Source passage:
********************

Summer’s finally here, which means lunches, dinners and picnics with friends and family! So, today HUONE Kamppi’s chef Colin shares a recipe for a refreshing sauce or dip, tzatziki and perfect flatbread to go with. They are so easy to make and fresh. Here we go!
(Recipes and descriptions supplied by Colin Keegan)
You will need
Tzatziki
- 500-gram Turkish Yoghurt
- 1 Whole Cucumber
- 2 Cloves of Garlic, Finely Chopped
- Lemon
- Fresh Mint
Flatbreads
- 350gr Greek or Natural Yoghurt
- 350gr All Purpose Flour
- 1 Teaspoon of Baking Powder
* Servies 6 (or 3 hungry peeps)
How it’s done
Let’s get started on the flatbreads first.
- Get all of the ingredients into a big bowl and mix together using a spatula, spoon or whatever you have handy.
- When it starts to come together, tip out onto a floured surface, and knead with your hands for about a minute. The purpose of this is just to combine everything together well, we don’t need to develop the gluten like a normal bread recipe, so it’s really quick.
- Place the dough ball into a flour-dusted bowl, cover with a plate and leave aside until needed.
- Rest the dough
While the dough is resting…
It’s time to make our Tzatziki!
- Using a coarse grater (a simple box grater is perfect), grate the cucumber into a bowl and sprinkle with a pinch of salt, this draws the moisture out of the cucumber.

********************

Records:

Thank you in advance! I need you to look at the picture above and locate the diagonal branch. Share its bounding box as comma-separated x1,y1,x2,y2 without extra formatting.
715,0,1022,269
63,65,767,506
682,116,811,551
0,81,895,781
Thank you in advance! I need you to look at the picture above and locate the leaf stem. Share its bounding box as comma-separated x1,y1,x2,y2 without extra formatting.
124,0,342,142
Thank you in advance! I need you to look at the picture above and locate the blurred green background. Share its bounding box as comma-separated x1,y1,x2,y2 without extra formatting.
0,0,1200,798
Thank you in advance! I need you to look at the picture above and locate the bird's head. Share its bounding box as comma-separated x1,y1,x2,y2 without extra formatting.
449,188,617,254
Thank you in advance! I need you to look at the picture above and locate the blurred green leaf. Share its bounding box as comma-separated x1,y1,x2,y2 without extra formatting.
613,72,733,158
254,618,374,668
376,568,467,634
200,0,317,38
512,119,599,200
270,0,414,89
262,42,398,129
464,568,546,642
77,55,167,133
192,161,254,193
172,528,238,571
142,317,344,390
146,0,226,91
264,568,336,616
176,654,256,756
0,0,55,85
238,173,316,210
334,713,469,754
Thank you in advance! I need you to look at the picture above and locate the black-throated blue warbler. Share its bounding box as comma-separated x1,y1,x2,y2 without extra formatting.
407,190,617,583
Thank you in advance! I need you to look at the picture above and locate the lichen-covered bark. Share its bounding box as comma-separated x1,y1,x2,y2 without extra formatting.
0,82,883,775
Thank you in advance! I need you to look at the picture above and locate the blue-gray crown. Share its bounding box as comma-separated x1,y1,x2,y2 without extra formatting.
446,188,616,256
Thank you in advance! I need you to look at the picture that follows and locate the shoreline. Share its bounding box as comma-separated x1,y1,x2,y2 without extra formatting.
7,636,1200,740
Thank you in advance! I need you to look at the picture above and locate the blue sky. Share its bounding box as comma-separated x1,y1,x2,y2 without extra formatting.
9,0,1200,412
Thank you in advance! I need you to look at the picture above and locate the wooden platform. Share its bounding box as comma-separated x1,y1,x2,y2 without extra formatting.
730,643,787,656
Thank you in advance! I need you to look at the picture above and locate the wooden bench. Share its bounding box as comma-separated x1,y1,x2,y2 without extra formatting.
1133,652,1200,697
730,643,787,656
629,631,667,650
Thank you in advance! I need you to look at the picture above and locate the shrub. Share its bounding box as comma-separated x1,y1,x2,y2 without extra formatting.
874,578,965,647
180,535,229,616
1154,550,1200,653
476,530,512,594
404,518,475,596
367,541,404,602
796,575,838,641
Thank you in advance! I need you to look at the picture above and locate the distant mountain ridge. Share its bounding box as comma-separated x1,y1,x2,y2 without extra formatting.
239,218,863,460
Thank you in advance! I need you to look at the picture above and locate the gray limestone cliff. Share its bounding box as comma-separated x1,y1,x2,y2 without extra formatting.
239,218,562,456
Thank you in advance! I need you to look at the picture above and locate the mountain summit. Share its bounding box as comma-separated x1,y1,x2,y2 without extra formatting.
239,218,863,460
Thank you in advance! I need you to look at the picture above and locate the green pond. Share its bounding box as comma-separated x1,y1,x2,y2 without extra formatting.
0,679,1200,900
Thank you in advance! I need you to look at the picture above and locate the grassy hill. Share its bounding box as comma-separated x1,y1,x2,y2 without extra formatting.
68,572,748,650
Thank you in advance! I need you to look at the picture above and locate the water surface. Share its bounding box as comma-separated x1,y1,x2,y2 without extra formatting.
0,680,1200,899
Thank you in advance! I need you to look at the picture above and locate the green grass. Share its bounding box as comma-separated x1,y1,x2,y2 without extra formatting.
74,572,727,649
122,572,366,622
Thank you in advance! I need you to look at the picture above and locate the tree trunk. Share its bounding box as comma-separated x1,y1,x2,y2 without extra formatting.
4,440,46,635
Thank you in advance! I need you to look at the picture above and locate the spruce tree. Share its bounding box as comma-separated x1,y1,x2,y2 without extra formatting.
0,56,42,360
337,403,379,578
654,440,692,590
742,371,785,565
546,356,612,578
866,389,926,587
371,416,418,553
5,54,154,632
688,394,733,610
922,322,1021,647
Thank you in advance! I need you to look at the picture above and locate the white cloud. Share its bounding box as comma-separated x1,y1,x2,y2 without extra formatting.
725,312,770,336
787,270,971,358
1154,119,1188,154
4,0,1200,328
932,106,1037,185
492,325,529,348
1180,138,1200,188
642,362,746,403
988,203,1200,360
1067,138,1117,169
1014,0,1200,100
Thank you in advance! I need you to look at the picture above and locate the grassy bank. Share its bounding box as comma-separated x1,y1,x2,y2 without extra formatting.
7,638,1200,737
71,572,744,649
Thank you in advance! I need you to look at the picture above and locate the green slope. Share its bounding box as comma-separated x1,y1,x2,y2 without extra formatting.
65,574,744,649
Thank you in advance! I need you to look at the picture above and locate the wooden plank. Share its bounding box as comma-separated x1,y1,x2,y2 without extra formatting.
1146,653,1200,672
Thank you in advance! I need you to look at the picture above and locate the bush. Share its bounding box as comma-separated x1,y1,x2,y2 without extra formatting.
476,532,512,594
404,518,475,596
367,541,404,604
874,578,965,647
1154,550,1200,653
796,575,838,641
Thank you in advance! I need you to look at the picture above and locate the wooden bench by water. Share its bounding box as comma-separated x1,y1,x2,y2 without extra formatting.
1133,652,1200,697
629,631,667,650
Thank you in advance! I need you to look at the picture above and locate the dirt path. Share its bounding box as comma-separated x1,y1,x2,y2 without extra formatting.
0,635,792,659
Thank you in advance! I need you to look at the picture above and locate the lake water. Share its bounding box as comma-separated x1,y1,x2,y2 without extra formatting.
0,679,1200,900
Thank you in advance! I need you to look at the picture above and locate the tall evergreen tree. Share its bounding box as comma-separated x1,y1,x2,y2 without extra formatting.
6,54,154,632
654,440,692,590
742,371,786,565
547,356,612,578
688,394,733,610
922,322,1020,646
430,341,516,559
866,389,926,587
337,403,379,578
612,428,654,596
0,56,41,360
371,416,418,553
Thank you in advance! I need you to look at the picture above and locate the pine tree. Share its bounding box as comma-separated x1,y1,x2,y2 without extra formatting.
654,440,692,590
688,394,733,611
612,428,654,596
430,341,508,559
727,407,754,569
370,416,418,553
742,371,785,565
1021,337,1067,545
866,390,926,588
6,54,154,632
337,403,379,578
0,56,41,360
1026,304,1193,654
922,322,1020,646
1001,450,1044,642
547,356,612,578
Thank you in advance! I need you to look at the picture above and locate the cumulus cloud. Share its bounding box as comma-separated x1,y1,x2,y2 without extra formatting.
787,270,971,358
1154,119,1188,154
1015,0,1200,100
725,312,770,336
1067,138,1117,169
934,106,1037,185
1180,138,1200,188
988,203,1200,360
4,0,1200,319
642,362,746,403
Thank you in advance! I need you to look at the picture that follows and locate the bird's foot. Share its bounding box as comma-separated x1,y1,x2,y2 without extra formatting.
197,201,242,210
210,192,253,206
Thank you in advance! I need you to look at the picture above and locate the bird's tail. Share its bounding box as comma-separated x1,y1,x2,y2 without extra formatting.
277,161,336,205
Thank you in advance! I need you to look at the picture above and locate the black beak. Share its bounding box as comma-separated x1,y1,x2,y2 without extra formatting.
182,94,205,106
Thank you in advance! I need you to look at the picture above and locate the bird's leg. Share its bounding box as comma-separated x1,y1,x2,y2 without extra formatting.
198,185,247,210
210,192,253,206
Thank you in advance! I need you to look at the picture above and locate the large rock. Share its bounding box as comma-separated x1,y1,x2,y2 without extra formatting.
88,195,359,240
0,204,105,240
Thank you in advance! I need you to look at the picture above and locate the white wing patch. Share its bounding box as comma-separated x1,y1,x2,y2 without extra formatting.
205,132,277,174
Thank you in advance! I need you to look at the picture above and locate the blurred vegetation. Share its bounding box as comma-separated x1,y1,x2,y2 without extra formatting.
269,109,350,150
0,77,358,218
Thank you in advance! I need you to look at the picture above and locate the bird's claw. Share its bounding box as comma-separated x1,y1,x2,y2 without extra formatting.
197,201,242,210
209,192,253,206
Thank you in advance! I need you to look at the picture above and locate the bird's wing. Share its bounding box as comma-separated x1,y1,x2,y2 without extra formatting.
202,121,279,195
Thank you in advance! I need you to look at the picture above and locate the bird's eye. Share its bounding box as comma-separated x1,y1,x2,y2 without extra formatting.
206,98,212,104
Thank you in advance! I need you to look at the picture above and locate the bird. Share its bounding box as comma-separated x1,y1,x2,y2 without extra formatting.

********************

Parts of the exercise:
**1.** Reproduce the listing from the line with "the green pond." up to and including the line with "68,572,748,650".
**2.** Write the next part of the tzatziki and flatbread recipe, picking up after its last sentence.
The recipe and the listing have separate origins.

Results in order:
**1.**
Thank you in advance! I need you to look at the picture above and locate the green pond. Share its bounding box as comma-separated x1,y1,x2,y2 without extra formatting.
0,679,1200,900
Thank you in advance! I need you to look at the picture above and locate the grassy hill. Share its bounding box as comma-separated x1,y1,x2,y2 without extra formatting.
68,572,748,650

**2.**
- In a separate bowl, add the yoghurt, minced garlic, chopped fresh mint and 1/2 of the lemon juice (save the rest for the end) and mix together.
- With clean hands, take the grated cucumber and squeeze out the excess moisture, then add the cucumber into the yoghurt.
- Stir together well, and season with salt and pepper, adding more lemon juice if you fancy.
Now, all we have to do is cook our flatbreads!
- Tip the dough ball onto a floured surface, and start cutting off pieces roughly 60 grams, or the size of a golf ball, we should end up with around 12.
- Using a rolling pin (or a wine bottle, it is summer after all), flatten the balls into rounds roughly 12cm wide. They don’t need to be perfect discs, we want them rustic!
- They can be cooked on a pan, or out on the grill. Just get the surface up to high heat and toss the flatbreads on, cooking for just a minute or two on both sides until puffed up and a nice brown slightly charred colour.
Now, stick on some good music, fill your glass up and enjoy!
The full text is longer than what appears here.